◆ **EXERCISE PROMPT**
Exactly reproduce the line that contains "glassware on shelf." and all lines after it in the entries below, through the very last line.

※ ※ ※

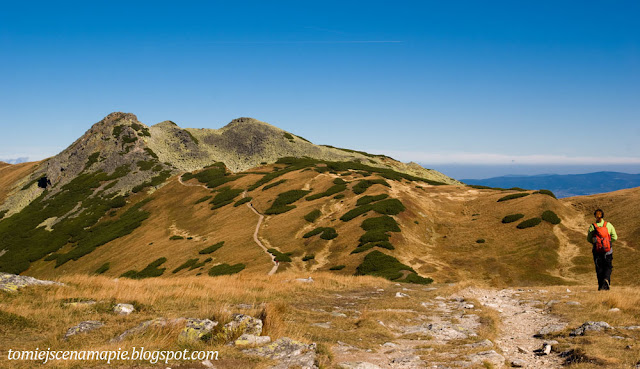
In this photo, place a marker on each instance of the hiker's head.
(599, 214)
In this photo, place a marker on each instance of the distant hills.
(565, 185)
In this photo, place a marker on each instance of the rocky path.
(257, 240)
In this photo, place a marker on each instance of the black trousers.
(604, 265)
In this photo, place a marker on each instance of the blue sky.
(539, 83)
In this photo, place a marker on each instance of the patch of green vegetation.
(312, 216)
(513, 196)
(271, 185)
(195, 140)
(366, 199)
(529, 223)
(364, 184)
(339, 186)
(379, 264)
(187, 264)
(551, 217)
(385, 207)
(285, 257)
(546, 192)
(103, 268)
(151, 153)
(213, 176)
(226, 269)
(283, 202)
(326, 233)
(154, 181)
(512, 218)
(203, 199)
(93, 158)
(145, 165)
(243, 200)
(150, 271)
(225, 196)
(211, 248)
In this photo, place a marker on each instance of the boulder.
(83, 327)
(288, 352)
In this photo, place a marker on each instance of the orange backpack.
(603, 239)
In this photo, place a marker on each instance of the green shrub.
(529, 223)
(364, 184)
(102, 268)
(513, 196)
(283, 201)
(271, 185)
(312, 216)
(379, 264)
(211, 248)
(150, 271)
(226, 269)
(512, 218)
(550, 217)
(186, 264)
(286, 257)
(225, 196)
(366, 199)
(546, 192)
(203, 199)
(243, 200)
(387, 207)
(326, 233)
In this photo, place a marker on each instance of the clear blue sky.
(439, 82)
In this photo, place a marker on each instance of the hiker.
(602, 235)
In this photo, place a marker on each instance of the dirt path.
(257, 240)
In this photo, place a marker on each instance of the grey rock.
(590, 326)
(83, 327)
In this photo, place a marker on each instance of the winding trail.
(257, 240)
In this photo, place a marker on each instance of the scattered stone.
(83, 327)
(123, 309)
(590, 326)
(550, 329)
(357, 365)
(12, 282)
(251, 340)
(288, 352)
(195, 329)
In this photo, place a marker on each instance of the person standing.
(602, 234)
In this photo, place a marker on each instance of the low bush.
(280, 257)
(271, 185)
(283, 201)
(529, 223)
(512, 218)
(550, 217)
(103, 268)
(312, 216)
(546, 192)
(150, 271)
(513, 196)
(380, 264)
(243, 200)
(211, 248)
(226, 269)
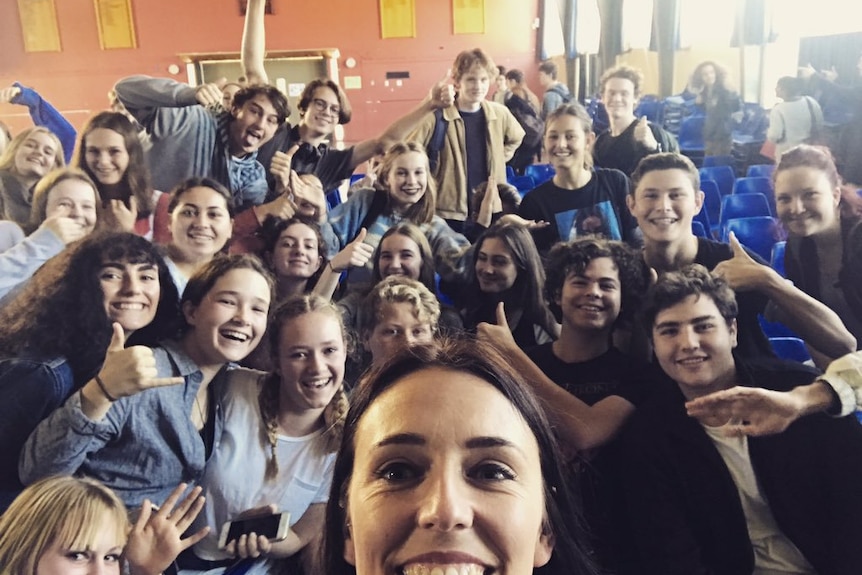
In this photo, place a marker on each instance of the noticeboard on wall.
(116, 24)
(397, 19)
(39, 25)
(468, 16)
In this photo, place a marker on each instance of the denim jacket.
(142, 448)
(30, 389)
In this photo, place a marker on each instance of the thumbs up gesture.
(126, 371)
(644, 135)
(499, 335)
(742, 272)
(355, 254)
(443, 92)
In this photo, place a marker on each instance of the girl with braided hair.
(278, 446)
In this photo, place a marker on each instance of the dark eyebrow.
(488, 441)
(698, 319)
(402, 439)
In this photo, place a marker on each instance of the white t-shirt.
(234, 477)
(774, 553)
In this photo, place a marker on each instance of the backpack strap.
(378, 204)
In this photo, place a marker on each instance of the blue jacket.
(47, 116)
(142, 448)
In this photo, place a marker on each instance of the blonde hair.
(39, 208)
(335, 411)
(422, 212)
(65, 511)
(398, 289)
(7, 158)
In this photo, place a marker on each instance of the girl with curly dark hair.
(110, 152)
(201, 224)
(506, 268)
(151, 417)
(56, 330)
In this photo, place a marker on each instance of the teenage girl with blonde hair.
(278, 446)
(66, 524)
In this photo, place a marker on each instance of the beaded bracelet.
(104, 389)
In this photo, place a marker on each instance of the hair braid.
(333, 418)
(268, 402)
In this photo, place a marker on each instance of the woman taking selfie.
(445, 447)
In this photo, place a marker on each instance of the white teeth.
(317, 383)
(234, 335)
(457, 569)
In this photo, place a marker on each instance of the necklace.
(200, 411)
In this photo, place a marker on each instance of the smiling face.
(664, 204)
(436, 487)
(694, 344)
(619, 98)
(567, 143)
(472, 87)
(400, 256)
(106, 155)
(296, 252)
(75, 199)
(495, 266)
(101, 557)
(131, 293)
(805, 201)
(36, 155)
(591, 301)
(398, 326)
(321, 116)
(311, 360)
(200, 224)
(407, 179)
(254, 124)
(230, 320)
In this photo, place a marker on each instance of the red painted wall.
(77, 79)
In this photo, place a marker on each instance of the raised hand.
(308, 196)
(644, 135)
(747, 410)
(210, 95)
(499, 335)
(805, 72)
(7, 94)
(157, 538)
(128, 371)
(280, 167)
(443, 92)
(519, 221)
(355, 254)
(741, 271)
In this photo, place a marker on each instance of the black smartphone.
(274, 527)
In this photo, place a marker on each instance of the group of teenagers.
(434, 376)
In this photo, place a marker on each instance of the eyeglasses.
(323, 105)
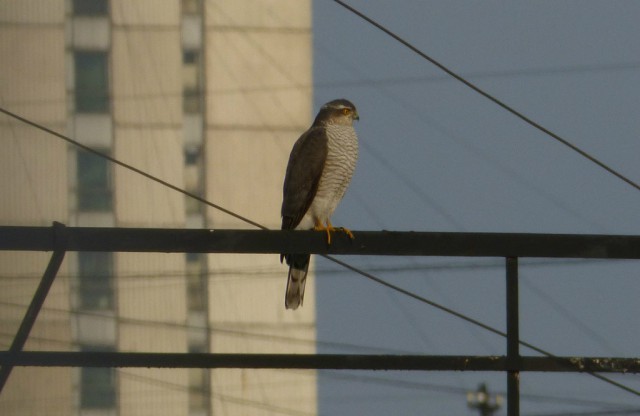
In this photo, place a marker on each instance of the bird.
(320, 168)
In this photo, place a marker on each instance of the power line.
(489, 96)
(331, 258)
(130, 167)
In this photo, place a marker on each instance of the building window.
(97, 385)
(191, 81)
(196, 282)
(94, 182)
(199, 385)
(193, 178)
(91, 82)
(91, 7)
(95, 280)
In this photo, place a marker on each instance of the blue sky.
(436, 156)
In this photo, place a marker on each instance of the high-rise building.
(208, 95)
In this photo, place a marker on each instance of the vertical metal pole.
(36, 304)
(513, 339)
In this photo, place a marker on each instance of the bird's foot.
(346, 231)
(328, 228)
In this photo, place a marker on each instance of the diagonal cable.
(490, 97)
(130, 167)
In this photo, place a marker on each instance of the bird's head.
(339, 111)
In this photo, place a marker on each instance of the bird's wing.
(306, 164)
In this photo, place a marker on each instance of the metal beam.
(319, 361)
(37, 301)
(513, 338)
(365, 243)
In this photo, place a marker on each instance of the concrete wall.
(33, 179)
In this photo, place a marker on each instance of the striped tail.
(298, 268)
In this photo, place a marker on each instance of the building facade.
(207, 95)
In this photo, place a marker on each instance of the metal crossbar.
(510, 246)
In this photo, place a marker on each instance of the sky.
(437, 156)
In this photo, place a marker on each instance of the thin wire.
(466, 318)
(333, 259)
(489, 96)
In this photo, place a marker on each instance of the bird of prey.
(320, 168)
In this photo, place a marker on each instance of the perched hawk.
(320, 168)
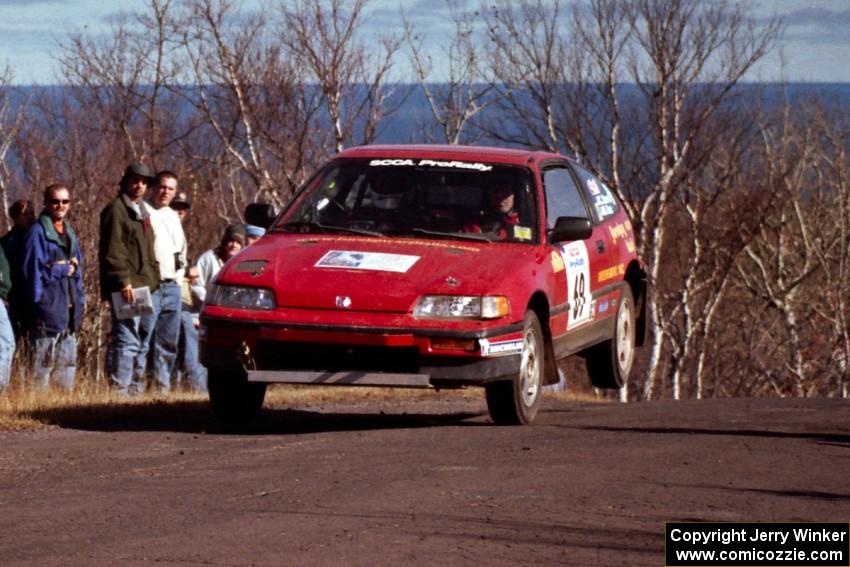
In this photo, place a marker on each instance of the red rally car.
(429, 266)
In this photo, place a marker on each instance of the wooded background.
(739, 200)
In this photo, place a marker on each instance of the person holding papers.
(53, 268)
(127, 263)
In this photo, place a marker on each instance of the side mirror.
(570, 228)
(260, 214)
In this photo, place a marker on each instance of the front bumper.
(342, 355)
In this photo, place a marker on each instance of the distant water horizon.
(412, 121)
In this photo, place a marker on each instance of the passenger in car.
(500, 218)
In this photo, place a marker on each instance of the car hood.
(371, 274)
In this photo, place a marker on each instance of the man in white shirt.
(170, 250)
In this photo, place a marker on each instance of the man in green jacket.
(127, 262)
(7, 337)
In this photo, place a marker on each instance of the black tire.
(235, 401)
(609, 363)
(515, 402)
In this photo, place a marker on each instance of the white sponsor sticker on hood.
(367, 261)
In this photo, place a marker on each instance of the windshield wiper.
(457, 235)
(294, 226)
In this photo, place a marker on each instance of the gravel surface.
(413, 482)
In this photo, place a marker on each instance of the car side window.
(562, 196)
(603, 202)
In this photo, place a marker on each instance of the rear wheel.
(515, 402)
(235, 401)
(609, 363)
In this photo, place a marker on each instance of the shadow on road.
(196, 417)
(838, 439)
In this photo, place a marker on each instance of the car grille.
(332, 358)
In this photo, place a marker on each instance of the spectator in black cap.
(20, 308)
(127, 262)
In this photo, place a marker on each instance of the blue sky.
(816, 46)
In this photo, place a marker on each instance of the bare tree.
(323, 38)
(11, 120)
(251, 96)
(463, 94)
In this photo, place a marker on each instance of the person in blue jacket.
(53, 267)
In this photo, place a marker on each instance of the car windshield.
(417, 198)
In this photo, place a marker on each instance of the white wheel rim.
(529, 373)
(625, 338)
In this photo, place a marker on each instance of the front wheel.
(235, 401)
(516, 402)
(609, 363)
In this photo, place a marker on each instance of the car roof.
(444, 152)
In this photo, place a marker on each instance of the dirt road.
(421, 483)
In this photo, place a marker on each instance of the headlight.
(462, 306)
(240, 297)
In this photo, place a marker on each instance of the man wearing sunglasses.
(53, 273)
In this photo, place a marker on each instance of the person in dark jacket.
(127, 262)
(7, 339)
(53, 267)
(22, 214)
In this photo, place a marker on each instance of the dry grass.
(21, 408)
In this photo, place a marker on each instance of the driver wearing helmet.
(501, 217)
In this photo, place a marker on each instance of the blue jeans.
(7, 347)
(192, 367)
(56, 355)
(163, 330)
(127, 345)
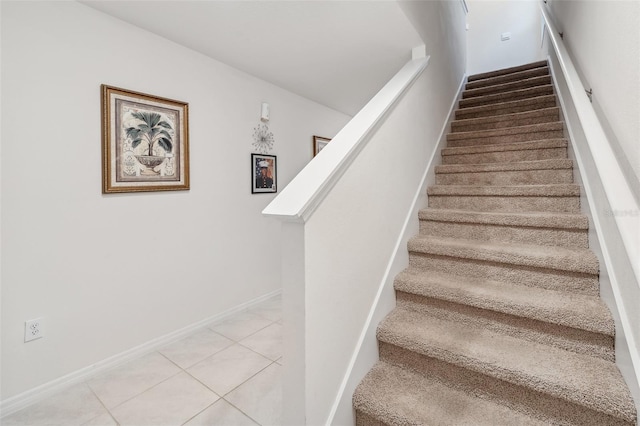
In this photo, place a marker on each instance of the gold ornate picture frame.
(264, 174)
(145, 142)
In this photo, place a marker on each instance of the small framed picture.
(319, 143)
(264, 173)
(145, 142)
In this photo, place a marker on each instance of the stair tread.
(530, 92)
(533, 72)
(509, 70)
(553, 164)
(525, 219)
(538, 100)
(398, 396)
(529, 128)
(507, 86)
(578, 311)
(537, 256)
(581, 379)
(506, 117)
(516, 146)
(548, 190)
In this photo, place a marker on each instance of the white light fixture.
(264, 114)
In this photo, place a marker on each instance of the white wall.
(604, 42)
(349, 286)
(109, 272)
(488, 20)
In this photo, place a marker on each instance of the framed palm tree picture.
(145, 142)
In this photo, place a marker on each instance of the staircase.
(498, 318)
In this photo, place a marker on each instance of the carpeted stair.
(498, 318)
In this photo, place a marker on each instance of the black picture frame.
(264, 174)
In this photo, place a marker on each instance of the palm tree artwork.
(150, 128)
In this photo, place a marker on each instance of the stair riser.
(498, 204)
(497, 233)
(516, 138)
(507, 87)
(508, 108)
(506, 156)
(540, 405)
(537, 72)
(530, 276)
(515, 177)
(514, 324)
(363, 419)
(506, 97)
(534, 118)
(508, 71)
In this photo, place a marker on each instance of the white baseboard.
(32, 396)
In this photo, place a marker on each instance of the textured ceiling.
(337, 53)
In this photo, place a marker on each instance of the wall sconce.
(264, 112)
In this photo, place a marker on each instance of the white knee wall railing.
(341, 217)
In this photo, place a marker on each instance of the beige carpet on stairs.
(498, 318)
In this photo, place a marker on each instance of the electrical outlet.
(33, 329)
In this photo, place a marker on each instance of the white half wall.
(111, 272)
(604, 42)
(488, 20)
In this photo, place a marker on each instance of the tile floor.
(226, 374)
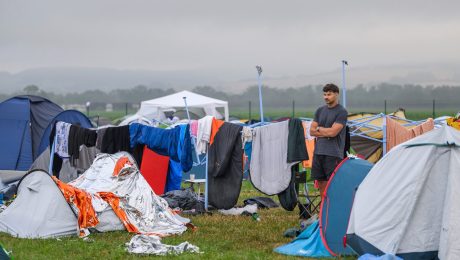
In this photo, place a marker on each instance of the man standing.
(328, 126)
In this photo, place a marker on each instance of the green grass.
(218, 237)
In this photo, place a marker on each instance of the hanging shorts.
(323, 166)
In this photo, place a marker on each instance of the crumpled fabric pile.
(151, 244)
(114, 182)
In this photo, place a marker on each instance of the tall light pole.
(259, 79)
(344, 88)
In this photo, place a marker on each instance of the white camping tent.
(154, 108)
(408, 203)
(41, 210)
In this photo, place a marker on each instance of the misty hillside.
(74, 79)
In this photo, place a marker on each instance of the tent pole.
(186, 109)
(384, 134)
(206, 183)
(259, 79)
(50, 168)
(344, 88)
(189, 122)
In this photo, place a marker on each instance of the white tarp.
(409, 200)
(145, 210)
(41, 211)
(154, 108)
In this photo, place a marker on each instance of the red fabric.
(154, 168)
(216, 124)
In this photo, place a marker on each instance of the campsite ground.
(218, 236)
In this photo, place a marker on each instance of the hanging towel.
(225, 167)
(296, 152)
(204, 133)
(270, 172)
(62, 139)
(164, 142)
(397, 134)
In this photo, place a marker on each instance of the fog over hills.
(79, 79)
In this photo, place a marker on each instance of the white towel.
(204, 133)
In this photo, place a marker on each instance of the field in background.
(413, 114)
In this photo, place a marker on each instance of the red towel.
(154, 168)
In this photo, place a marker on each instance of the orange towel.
(82, 200)
(310, 143)
(397, 134)
(216, 124)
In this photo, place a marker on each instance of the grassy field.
(218, 237)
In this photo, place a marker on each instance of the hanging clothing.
(194, 127)
(310, 143)
(117, 139)
(77, 138)
(225, 167)
(154, 168)
(175, 169)
(296, 142)
(347, 146)
(203, 133)
(100, 137)
(397, 134)
(297, 152)
(270, 172)
(246, 135)
(62, 138)
(164, 142)
(215, 126)
(80, 136)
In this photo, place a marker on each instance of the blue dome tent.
(25, 124)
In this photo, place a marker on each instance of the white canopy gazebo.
(154, 108)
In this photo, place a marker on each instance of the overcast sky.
(286, 37)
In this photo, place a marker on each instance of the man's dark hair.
(331, 87)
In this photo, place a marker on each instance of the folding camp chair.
(313, 201)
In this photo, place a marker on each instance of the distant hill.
(75, 79)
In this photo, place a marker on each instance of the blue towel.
(308, 244)
(166, 142)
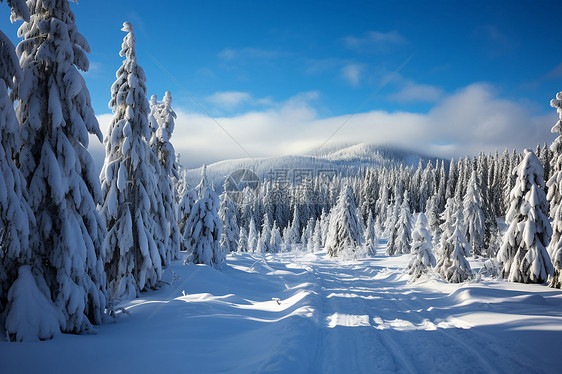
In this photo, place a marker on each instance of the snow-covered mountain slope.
(307, 313)
(344, 159)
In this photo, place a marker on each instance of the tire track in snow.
(458, 335)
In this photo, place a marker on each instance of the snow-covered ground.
(295, 313)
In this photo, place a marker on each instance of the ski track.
(392, 332)
(307, 313)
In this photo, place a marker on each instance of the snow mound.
(32, 317)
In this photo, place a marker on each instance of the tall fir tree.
(453, 247)
(403, 229)
(26, 310)
(370, 237)
(161, 121)
(230, 229)
(474, 215)
(16, 216)
(56, 116)
(128, 183)
(203, 231)
(252, 236)
(554, 196)
(243, 240)
(344, 231)
(421, 250)
(275, 241)
(523, 252)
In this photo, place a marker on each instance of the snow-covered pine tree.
(422, 256)
(523, 251)
(453, 247)
(161, 121)
(370, 236)
(230, 229)
(391, 228)
(275, 241)
(252, 236)
(204, 183)
(30, 313)
(260, 244)
(129, 183)
(203, 231)
(554, 196)
(307, 233)
(432, 217)
(316, 242)
(344, 231)
(56, 116)
(403, 229)
(474, 215)
(292, 235)
(243, 240)
(16, 216)
(266, 232)
(184, 210)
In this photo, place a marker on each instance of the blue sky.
(446, 78)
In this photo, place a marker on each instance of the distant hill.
(343, 159)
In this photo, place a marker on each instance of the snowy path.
(309, 314)
(370, 325)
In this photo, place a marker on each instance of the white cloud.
(413, 92)
(375, 39)
(469, 121)
(351, 73)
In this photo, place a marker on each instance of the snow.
(313, 314)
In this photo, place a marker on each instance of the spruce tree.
(391, 229)
(293, 232)
(230, 229)
(128, 183)
(344, 231)
(56, 116)
(243, 240)
(453, 247)
(403, 229)
(252, 236)
(422, 257)
(185, 206)
(30, 313)
(554, 197)
(474, 215)
(370, 237)
(161, 120)
(275, 241)
(523, 251)
(203, 231)
(16, 216)
(266, 233)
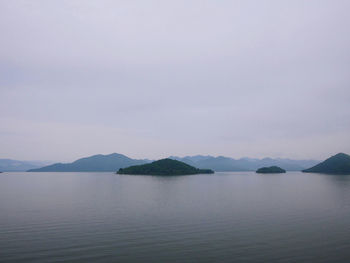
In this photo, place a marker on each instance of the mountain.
(8, 165)
(164, 167)
(225, 164)
(270, 170)
(95, 163)
(337, 164)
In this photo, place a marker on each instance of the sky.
(150, 79)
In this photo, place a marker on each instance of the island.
(271, 170)
(337, 164)
(164, 167)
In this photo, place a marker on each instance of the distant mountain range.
(225, 164)
(113, 162)
(96, 163)
(337, 164)
(8, 165)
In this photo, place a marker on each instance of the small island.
(337, 164)
(164, 167)
(271, 170)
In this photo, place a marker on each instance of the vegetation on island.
(337, 164)
(271, 170)
(164, 167)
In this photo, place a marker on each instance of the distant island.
(96, 163)
(337, 164)
(271, 170)
(113, 162)
(164, 167)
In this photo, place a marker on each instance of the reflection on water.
(225, 217)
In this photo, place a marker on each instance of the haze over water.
(225, 217)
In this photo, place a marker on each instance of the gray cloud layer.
(154, 78)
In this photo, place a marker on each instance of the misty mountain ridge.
(226, 164)
(96, 163)
(113, 162)
(9, 165)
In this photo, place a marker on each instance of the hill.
(95, 163)
(164, 167)
(227, 164)
(271, 170)
(337, 164)
(9, 165)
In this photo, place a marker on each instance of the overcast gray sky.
(151, 79)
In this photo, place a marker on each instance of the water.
(225, 217)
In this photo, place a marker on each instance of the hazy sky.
(151, 79)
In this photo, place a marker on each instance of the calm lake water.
(225, 217)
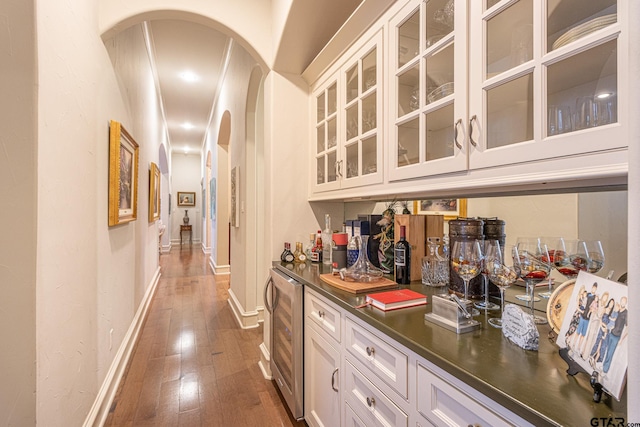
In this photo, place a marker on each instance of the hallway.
(193, 365)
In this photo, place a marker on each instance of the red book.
(391, 300)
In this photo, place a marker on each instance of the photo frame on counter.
(186, 198)
(595, 330)
(449, 208)
(154, 192)
(123, 175)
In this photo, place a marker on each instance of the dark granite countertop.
(533, 385)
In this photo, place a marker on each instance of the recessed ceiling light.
(189, 76)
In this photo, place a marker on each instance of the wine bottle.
(327, 238)
(402, 259)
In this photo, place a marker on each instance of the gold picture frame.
(123, 175)
(154, 192)
(449, 208)
(186, 198)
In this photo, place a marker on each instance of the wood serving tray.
(358, 287)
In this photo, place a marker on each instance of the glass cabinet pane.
(332, 135)
(408, 91)
(439, 17)
(510, 38)
(408, 143)
(510, 112)
(588, 97)
(440, 72)
(320, 138)
(369, 71)
(352, 83)
(320, 173)
(409, 39)
(369, 155)
(331, 99)
(570, 20)
(352, 122)
(352, 161)
(320, 108)
(439, 137)
(369, 113)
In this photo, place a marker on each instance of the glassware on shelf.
(503, 277)
(492, 256)
(532, 264)
(363, 270)
(466, 261)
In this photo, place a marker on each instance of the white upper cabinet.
(348, 131)
(544, 80)
(428, 89)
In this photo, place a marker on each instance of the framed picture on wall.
(186, 198)
(450, 208)
(154, 192)
(123, 175)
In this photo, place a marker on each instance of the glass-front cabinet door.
(428, 89)
(362, 116)
(544, 80)
(326, 137)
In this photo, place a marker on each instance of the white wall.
(186, 177)
(18, 192)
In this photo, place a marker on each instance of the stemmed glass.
(532, 264)
(466, 260)
(503, 277)
(595, 256)
(492, 255)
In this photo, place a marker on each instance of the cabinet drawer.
(323, 314)
(382, 358)
(371, 404)
(445, 405)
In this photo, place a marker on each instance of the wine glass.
(492, 254)
(502, 276)
(532, 264)
(466, 260)
(595, 256)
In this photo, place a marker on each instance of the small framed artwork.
(154, 193)
(595, 330)
(186, 198)
(123, 175)
(450, 208)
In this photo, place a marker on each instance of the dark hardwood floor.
(193, 365)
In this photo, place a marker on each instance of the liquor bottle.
(402, 259)
(287, 255)
(309, 248)
(327, 239)
(316, 253)
(298, 255)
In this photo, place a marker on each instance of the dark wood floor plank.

※ ※ ※

◆ **TASK OUTPUT**
In this photo, place a marker on each instance of the glassware on shelf.
(503, 277)
(492, 256)
(532, 264)
(363, 270)
(466, 261)
In this photo, place a marker on each instance of the white upper cabinet.
(348, 131)
(544, 80)
(428, 89)
In this photo, place a marker on each instance of the framed picture on wall.
(186, 198)
(450, 208)
(154, 192)
(123, 175)
In this photo, place a marker on each instance of the glass-front cabinet door.
(428, 89)
(362, 116)
(544, 80)
(326, 137)
In this photo, place a marker on each instance of the white wall.
(186, 177)
(18, 192)
In this photo, place a marker on each instance of the stemmed glass.
(532, 264)
(466, 260)
(503, 277)
(595, 256)
(492, 255)
In this photo, place a marker on each instance of the cabinet drawer.
(323, 314)
(382, 358)
(371, 404)
(445, 405)
In this photo, place a marker on each instance of the wine glass.
(492, 254)
(502, 276)
(532, 264)
(466, 260)
(595, 256)
In this photo, place a marker on each instance of the small framed artwork.
(154, 193)
(595, 330)
(186, 198)
(123, 175)
(450, 208)
In this photo, place a marker on each instance of the dark hardwood floor.
(193, 365)
In this photo, place a marker on each instance of the liquor bottle.
(402, 259)
(287, 255)
(309, 248)
(327, 239)
(316, 253)
(298, 255)
In this photo, place a marker on each instance of the dark wood floor plank.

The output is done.